Task requirements:
[A] Answer these questions about the article on Aquila's public meeting:
(i) Where did Aquila hold its public information meeting?
(ii) What firm does Al Trippel work for, and where is it based?
(iii) In which newspaper did Aquila advertise the presentation?
[B] In the article on Aquila's public meeting, copy the passage starting with "Teresa Bertossi, Marquette" and going on through "to present information.".

##### Source extract #####

Aquila Representative Faces Criticism at Public Meeting

by Gabriel Caplett

December 15, 2008

Menominee, Michigan – Canadian junior mining exploration company, Aquila Resources, hosted a public information meeting at the VFW Hall, Monday, to present its opinion on a controversial topic: acid rock drainage. The company has been exploring its Back Forty Project under intense opposition from local residents and elected officials. The company recently sold its Humboldt Mill facility to Kennecott-Rio Tinto. The company also supplied Kennecott with state mineral leases for its proposed Eagle Project mine over a decade ago.

Aquila hosted “guest speaker” Al Trippel, an environmental consultant with Environmental Resources Management (ERM), based out of London, England. Trippel acted as the mining company’s representative throughout Michigan’s “Part 632” statute and rules process that crafted legislation regulating the metallic sulfide mining industry. Trippel is currently on Aquila’s payroll, conducting baseline environmental studies necessary prior to submitting a mine application.

Aquila’s advertisement for the presentation, in the Menominee County Journal, noted that the meeting was being held “in response to public requests for unbiased, educational, fact-driven information from an expert.”

Teresa Bertossi, Marquette County resident and part-time employee at Save the Wild UP, claimed that publicity surrounding the event showed a lack of “integrity” at Aquila. According to Bertossi, the advertisement did not disclose that Trippel works for the mining company and, in order to be truly unbiased, the company should “have brought in a university professor or a scientist that does not work for Aquila” to present information.

##### Stored records #####

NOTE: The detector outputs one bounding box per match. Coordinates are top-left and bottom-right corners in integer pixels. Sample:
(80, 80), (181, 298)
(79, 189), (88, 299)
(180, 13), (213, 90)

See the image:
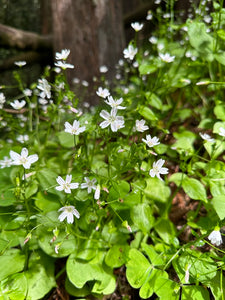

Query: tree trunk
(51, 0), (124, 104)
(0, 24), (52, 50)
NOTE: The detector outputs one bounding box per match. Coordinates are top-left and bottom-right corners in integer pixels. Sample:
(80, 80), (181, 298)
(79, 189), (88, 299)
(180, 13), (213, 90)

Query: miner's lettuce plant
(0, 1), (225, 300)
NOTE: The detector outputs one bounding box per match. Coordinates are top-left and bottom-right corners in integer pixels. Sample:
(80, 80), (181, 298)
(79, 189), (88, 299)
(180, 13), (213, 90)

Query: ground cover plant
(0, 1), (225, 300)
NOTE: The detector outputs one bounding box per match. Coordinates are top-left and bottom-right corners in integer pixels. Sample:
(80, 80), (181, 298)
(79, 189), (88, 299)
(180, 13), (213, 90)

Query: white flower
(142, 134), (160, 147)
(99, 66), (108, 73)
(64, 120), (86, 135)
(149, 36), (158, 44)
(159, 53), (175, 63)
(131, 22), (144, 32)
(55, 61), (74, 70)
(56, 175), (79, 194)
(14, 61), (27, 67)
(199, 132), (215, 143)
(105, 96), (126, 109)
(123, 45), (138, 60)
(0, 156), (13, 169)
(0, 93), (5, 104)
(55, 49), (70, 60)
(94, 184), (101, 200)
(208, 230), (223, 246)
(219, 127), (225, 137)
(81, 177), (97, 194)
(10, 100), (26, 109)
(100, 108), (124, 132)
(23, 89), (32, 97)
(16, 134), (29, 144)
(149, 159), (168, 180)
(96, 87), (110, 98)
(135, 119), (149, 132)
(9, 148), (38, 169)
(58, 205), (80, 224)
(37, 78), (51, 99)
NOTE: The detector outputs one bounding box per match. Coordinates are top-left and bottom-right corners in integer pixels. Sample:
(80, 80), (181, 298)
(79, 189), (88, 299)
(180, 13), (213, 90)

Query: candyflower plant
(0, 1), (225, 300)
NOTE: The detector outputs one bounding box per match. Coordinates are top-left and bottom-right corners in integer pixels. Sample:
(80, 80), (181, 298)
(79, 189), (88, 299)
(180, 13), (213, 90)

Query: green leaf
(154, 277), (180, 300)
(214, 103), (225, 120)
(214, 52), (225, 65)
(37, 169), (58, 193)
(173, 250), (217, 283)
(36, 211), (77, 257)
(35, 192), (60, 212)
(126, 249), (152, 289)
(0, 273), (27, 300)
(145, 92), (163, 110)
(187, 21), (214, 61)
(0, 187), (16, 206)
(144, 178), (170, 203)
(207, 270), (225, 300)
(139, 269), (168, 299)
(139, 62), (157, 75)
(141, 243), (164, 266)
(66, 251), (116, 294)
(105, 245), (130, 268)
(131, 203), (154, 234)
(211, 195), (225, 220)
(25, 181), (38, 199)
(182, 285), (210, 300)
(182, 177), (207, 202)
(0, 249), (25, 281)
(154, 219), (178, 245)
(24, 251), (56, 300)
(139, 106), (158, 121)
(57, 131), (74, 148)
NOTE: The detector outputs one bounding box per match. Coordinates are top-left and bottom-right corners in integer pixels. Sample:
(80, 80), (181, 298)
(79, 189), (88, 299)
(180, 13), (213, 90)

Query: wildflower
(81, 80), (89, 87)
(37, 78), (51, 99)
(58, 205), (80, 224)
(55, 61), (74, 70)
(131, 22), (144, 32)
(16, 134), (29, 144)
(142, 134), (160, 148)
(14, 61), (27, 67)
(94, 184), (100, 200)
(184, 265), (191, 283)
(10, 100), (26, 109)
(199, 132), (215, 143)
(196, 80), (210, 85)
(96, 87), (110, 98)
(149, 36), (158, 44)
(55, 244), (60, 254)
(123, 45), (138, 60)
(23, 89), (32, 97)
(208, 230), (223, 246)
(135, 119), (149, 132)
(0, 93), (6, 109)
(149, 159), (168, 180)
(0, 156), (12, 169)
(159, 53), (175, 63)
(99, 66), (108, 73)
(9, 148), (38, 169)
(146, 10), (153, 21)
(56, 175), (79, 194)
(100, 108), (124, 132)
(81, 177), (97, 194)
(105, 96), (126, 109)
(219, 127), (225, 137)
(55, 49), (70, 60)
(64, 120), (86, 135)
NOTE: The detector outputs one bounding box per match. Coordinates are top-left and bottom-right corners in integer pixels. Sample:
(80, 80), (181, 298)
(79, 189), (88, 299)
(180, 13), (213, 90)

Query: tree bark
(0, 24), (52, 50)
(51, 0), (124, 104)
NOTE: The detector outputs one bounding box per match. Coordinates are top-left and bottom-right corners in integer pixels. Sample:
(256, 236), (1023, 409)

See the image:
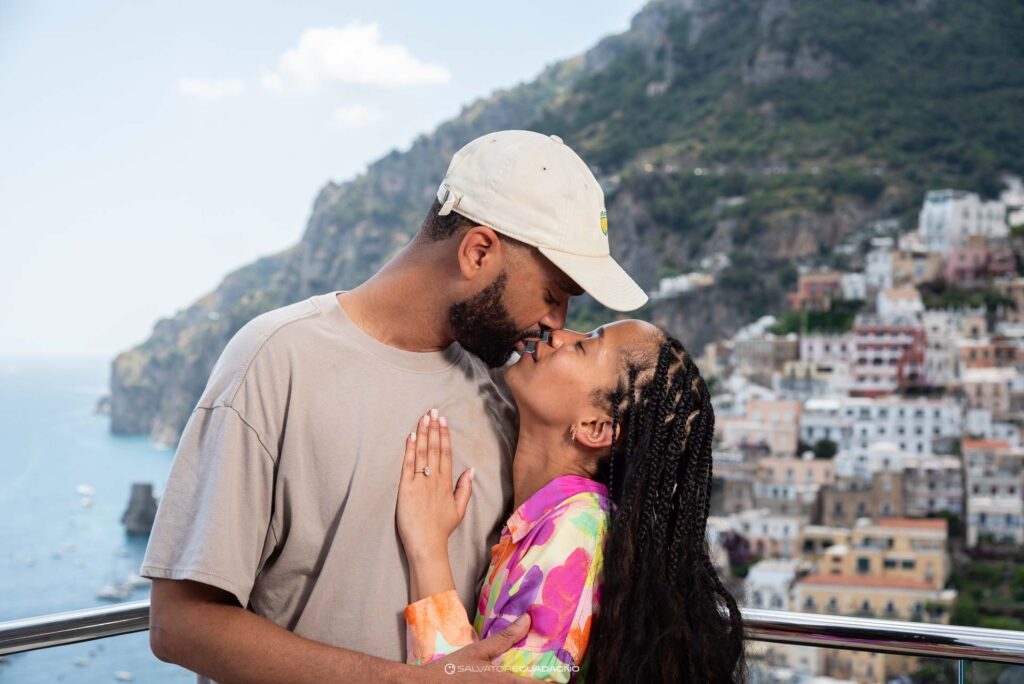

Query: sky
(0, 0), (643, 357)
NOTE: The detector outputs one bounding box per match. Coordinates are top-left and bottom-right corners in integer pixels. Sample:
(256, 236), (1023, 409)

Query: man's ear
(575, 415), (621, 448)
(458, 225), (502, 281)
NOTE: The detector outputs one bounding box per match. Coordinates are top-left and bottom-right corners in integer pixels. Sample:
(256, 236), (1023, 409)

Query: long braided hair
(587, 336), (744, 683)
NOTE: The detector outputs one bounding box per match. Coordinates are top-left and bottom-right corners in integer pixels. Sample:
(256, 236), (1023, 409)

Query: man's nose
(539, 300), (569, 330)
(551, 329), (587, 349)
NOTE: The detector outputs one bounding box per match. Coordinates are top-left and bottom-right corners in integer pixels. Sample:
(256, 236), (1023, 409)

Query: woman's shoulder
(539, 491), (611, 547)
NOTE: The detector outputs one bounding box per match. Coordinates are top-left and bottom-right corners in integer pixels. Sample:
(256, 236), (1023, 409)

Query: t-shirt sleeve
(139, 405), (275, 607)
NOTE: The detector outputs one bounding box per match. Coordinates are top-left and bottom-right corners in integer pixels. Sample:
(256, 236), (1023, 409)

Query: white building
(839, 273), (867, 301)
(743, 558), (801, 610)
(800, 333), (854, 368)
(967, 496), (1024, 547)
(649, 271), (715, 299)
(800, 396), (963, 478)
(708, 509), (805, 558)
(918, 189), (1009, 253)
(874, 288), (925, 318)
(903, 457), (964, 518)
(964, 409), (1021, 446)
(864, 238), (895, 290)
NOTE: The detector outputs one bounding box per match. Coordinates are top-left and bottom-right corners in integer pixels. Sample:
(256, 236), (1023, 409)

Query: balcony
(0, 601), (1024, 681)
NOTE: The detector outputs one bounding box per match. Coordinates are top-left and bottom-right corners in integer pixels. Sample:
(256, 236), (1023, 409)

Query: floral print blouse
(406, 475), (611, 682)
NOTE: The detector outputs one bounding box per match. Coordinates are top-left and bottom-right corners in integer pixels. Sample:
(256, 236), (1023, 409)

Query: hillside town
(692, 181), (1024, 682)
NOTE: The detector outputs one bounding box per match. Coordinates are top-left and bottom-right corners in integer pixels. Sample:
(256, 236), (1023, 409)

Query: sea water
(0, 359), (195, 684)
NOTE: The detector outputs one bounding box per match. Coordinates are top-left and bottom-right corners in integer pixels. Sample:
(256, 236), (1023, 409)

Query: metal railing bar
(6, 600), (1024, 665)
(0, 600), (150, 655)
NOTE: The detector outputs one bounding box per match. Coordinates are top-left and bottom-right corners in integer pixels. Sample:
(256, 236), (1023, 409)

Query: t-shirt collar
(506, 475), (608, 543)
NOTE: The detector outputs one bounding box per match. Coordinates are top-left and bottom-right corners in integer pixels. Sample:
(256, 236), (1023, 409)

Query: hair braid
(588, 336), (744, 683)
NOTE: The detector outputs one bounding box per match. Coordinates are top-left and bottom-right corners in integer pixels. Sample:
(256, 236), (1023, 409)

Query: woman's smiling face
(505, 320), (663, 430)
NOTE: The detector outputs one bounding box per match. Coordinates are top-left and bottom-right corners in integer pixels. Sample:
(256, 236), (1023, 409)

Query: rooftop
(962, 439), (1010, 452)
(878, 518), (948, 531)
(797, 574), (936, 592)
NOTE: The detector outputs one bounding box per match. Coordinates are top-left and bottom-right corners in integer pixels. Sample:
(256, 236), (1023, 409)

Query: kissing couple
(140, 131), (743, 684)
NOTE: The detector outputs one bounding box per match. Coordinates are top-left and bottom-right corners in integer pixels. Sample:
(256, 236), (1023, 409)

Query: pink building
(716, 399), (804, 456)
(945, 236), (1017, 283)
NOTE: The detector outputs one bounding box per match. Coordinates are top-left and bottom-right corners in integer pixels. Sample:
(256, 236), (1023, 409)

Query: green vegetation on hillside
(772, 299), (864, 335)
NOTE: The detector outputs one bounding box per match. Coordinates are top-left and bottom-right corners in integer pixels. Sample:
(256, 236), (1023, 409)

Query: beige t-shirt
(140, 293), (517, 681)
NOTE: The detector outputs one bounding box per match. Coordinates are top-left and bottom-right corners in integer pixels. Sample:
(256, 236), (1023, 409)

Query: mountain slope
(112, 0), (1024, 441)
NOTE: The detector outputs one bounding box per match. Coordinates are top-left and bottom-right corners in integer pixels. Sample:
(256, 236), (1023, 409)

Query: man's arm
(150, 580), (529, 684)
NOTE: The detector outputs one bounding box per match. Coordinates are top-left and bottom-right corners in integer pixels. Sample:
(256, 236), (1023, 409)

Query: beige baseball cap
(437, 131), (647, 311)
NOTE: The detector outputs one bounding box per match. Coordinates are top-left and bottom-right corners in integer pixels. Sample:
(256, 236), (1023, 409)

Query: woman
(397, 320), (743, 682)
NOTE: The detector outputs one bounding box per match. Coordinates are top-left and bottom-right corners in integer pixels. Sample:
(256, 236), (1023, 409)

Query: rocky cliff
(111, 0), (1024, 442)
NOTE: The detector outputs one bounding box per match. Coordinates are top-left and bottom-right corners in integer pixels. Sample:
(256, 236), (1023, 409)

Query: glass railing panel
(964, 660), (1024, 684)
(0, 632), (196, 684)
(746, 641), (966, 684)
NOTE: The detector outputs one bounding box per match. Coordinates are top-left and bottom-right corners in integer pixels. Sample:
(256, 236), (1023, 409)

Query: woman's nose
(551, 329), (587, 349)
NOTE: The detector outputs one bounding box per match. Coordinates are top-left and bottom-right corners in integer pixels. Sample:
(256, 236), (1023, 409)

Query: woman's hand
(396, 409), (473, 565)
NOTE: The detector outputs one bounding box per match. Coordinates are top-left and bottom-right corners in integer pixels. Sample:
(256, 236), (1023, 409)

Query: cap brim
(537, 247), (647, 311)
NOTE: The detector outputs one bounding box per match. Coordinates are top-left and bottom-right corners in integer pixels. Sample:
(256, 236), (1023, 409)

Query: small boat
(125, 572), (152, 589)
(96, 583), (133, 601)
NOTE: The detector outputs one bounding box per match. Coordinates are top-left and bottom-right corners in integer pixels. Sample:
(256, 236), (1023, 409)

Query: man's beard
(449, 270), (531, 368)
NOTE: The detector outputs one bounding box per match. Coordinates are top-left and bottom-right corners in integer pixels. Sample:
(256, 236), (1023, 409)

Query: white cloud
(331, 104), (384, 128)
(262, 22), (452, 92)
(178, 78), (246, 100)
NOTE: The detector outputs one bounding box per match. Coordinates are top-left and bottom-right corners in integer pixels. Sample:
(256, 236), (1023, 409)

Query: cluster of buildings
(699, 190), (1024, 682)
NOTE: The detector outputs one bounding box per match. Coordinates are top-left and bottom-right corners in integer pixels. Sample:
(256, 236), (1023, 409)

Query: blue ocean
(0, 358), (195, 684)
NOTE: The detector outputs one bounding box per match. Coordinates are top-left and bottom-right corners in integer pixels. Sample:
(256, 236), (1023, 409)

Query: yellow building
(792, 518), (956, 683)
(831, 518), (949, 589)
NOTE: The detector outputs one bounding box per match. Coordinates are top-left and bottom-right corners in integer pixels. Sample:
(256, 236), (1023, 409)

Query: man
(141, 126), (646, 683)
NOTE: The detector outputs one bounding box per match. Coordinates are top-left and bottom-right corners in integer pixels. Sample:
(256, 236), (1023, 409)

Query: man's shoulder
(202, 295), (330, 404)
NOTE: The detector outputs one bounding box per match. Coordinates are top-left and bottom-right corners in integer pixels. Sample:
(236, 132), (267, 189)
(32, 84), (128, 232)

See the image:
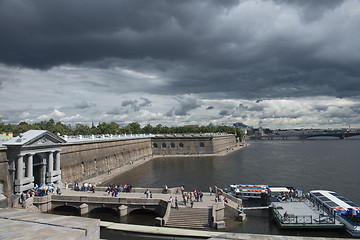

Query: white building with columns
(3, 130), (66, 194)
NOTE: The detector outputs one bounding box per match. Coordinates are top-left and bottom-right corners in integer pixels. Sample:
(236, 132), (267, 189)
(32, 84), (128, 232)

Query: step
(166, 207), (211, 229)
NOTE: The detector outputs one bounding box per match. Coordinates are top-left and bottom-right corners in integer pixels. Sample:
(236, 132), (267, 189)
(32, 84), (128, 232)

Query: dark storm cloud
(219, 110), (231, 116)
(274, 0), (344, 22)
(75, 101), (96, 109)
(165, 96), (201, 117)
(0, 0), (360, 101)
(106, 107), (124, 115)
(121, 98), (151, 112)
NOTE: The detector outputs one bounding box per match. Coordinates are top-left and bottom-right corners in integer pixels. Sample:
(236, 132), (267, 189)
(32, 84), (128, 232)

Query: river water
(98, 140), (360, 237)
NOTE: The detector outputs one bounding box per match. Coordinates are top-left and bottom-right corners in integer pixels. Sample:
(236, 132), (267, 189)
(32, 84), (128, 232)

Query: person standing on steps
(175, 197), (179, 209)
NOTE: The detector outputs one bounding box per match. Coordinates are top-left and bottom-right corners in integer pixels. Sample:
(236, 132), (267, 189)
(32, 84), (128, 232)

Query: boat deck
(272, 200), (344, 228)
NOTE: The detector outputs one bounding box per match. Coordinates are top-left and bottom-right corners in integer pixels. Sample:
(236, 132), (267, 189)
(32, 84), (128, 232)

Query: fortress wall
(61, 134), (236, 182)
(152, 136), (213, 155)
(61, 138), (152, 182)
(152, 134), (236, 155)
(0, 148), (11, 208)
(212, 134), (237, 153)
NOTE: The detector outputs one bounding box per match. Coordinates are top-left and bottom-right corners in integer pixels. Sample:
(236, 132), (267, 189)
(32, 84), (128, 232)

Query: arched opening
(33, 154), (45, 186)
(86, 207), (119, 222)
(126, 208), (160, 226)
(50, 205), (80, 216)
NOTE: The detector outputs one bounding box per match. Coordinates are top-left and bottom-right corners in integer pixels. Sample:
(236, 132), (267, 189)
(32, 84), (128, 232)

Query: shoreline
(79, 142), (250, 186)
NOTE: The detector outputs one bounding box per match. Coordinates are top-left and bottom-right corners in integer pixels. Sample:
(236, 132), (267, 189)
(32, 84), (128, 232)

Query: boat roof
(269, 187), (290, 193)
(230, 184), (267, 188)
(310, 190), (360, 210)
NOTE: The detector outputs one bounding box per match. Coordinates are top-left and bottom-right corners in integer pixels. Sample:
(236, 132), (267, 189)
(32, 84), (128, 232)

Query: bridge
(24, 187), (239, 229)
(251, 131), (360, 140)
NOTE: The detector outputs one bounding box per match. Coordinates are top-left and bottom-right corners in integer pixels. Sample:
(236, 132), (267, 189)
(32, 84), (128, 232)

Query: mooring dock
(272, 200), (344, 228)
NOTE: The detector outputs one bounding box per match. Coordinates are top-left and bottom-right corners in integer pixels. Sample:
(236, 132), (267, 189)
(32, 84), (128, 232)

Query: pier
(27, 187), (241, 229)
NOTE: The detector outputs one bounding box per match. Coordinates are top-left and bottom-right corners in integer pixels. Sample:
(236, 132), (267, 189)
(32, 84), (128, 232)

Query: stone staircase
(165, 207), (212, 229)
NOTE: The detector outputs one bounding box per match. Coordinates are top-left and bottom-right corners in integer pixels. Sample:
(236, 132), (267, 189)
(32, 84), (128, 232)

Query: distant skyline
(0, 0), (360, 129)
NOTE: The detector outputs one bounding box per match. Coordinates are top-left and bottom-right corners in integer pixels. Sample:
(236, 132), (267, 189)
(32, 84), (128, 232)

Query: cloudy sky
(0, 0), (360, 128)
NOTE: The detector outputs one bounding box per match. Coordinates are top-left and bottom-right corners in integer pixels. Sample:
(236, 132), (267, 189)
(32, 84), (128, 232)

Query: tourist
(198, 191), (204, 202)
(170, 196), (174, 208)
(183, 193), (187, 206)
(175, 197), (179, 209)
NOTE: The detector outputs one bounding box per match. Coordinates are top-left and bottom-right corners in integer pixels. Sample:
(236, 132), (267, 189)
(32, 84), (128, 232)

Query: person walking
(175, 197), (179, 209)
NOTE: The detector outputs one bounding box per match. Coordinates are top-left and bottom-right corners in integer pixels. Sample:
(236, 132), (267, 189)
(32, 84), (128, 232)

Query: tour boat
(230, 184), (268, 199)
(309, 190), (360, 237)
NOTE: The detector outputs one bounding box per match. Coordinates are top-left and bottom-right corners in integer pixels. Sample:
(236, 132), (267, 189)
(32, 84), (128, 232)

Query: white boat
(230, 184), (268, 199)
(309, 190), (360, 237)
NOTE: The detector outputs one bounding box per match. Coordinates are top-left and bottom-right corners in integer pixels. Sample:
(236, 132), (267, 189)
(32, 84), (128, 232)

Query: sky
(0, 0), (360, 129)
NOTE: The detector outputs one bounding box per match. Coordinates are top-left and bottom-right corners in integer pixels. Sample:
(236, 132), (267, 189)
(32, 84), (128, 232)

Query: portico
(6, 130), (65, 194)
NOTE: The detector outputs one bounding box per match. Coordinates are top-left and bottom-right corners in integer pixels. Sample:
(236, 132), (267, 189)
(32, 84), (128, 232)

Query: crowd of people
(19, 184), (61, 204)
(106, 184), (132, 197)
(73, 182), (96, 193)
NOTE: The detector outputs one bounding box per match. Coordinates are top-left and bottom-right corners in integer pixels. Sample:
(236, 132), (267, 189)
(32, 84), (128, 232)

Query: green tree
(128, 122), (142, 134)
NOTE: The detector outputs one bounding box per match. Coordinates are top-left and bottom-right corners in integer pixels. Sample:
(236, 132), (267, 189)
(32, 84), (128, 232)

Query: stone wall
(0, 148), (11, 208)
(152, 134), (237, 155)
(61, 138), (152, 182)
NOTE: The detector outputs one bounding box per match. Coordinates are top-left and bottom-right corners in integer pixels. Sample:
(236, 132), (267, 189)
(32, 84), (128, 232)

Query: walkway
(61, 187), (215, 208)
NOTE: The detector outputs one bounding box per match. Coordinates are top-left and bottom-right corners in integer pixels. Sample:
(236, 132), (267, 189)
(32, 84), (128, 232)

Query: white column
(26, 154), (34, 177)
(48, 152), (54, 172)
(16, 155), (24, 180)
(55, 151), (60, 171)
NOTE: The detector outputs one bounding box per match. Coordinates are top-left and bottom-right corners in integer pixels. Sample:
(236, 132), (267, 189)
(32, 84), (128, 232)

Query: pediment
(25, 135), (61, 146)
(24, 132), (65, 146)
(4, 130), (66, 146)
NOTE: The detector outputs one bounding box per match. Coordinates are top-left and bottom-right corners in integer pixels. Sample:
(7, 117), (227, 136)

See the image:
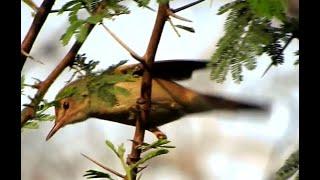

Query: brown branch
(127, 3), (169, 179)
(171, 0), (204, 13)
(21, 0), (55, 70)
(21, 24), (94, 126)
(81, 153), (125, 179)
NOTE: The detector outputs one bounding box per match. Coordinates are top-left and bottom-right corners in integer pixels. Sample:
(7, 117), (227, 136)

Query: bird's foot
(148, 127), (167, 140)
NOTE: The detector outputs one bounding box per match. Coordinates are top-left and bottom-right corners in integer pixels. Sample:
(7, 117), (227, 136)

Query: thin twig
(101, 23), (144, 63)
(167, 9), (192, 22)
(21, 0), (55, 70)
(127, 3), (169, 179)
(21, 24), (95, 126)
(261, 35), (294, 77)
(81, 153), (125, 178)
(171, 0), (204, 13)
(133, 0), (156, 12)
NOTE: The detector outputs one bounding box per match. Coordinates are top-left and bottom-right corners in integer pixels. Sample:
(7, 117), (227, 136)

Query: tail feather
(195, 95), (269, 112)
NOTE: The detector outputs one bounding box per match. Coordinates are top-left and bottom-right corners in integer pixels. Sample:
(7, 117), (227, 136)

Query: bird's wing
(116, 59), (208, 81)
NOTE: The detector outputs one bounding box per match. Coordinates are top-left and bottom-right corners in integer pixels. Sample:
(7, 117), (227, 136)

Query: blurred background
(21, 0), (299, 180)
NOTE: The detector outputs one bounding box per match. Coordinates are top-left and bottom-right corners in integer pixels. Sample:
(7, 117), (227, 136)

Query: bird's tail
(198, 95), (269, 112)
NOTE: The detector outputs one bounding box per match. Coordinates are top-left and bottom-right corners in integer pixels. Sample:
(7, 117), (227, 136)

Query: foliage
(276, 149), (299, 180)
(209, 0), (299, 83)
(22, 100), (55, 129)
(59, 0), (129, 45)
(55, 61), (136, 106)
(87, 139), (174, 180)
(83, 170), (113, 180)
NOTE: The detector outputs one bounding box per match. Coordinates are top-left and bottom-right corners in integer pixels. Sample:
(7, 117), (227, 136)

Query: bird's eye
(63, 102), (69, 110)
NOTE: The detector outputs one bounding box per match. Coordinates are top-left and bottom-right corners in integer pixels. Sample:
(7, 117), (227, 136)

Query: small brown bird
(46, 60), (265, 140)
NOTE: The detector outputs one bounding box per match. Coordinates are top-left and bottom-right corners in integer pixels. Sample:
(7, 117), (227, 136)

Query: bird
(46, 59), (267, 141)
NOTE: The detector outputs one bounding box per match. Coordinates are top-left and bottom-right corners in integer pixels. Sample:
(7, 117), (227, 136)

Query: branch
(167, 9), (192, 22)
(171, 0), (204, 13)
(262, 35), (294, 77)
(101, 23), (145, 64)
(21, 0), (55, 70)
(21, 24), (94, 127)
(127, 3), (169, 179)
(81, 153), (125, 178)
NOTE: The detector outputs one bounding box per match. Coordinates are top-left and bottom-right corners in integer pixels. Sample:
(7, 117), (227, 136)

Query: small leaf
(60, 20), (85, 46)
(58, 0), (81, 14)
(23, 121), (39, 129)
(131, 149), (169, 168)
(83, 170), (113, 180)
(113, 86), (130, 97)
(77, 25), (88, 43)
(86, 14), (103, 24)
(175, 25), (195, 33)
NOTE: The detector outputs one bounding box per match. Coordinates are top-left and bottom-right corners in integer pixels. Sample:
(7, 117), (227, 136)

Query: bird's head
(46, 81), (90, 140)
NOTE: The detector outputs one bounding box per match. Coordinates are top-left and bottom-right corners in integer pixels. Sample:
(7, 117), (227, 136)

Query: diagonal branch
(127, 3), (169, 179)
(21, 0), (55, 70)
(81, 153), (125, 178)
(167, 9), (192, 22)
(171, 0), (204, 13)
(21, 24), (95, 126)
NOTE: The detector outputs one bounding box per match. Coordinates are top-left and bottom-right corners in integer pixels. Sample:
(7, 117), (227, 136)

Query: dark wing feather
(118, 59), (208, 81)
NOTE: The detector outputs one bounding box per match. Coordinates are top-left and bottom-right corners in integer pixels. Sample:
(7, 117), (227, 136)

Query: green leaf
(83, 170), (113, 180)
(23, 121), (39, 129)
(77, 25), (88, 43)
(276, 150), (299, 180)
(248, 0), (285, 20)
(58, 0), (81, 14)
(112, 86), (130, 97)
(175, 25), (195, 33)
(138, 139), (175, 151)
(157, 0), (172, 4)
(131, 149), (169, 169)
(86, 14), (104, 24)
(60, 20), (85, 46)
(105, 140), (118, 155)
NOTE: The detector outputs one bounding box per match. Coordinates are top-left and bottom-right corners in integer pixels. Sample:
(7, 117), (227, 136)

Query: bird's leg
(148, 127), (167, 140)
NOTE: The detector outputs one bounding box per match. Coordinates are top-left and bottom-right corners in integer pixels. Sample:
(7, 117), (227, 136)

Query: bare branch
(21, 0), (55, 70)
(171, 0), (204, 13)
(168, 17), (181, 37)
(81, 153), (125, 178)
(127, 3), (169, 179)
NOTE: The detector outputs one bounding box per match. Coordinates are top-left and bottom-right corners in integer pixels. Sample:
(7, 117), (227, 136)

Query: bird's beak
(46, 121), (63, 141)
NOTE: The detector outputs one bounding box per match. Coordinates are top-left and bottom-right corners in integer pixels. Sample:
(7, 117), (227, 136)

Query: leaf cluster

#####

Answers below:
[A]
(i) At the VFW Hall in Menominee, Michigan.
(ii) Environmental Resources Management (ERM), based in London, England.
(iii) The Menominee County Journal.

[B]
Teresa Bertossi, Marquette County resident and part-time employee at Save the Wild UP, claimed that publicity surrounding the event showed a lack of “integrity” at Aquila. According to Bertossi, the advertisement did not disclose that Trippel works for the mining company and, in order to be truly unbiased, the company should “have brought in a university professor or a scientist that does not work for Aquila” to present information.